*REQUIRED WORK*
Take every line containing "patch" out of the records.

++++ RECORDS SHOWN

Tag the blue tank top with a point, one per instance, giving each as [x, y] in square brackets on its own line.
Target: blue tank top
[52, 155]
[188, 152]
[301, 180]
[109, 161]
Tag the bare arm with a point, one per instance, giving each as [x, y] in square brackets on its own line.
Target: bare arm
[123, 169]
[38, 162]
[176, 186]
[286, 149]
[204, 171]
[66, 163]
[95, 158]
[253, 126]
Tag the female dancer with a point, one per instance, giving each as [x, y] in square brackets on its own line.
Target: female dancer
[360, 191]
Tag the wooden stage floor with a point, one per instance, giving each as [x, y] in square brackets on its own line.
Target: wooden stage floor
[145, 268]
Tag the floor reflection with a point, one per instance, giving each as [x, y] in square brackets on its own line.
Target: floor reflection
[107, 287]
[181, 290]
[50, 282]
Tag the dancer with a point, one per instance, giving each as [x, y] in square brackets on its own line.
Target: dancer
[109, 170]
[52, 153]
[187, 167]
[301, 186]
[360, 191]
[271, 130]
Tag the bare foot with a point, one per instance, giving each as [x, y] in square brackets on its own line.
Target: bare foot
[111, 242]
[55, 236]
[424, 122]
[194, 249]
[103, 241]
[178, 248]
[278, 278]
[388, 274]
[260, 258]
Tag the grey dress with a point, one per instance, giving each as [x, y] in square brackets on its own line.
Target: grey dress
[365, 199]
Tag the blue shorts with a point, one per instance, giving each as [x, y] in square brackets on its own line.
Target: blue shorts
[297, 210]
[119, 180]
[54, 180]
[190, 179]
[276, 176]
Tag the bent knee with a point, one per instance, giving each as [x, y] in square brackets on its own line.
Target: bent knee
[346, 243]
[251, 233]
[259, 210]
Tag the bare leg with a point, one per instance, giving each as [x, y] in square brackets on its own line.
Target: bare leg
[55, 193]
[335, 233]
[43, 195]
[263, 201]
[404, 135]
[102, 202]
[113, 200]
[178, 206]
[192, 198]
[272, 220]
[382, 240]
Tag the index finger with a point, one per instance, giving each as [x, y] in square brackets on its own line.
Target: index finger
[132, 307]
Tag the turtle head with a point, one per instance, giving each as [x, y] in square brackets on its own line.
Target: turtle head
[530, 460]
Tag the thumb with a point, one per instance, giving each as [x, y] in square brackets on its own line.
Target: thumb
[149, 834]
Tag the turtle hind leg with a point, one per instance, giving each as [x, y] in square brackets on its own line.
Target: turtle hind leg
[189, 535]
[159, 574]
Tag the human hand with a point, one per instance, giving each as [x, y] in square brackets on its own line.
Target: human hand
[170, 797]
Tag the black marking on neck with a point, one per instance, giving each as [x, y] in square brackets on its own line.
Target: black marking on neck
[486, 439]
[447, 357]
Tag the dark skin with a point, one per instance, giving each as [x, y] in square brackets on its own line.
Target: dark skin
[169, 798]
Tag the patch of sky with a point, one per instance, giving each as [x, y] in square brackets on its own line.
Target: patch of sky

++++++++

*REPLY TO THE EXERCISE*
Tag the patch of sky with a point, one per instance, giving each as [x, y] in square brackets on its own line.
Target: patch of sky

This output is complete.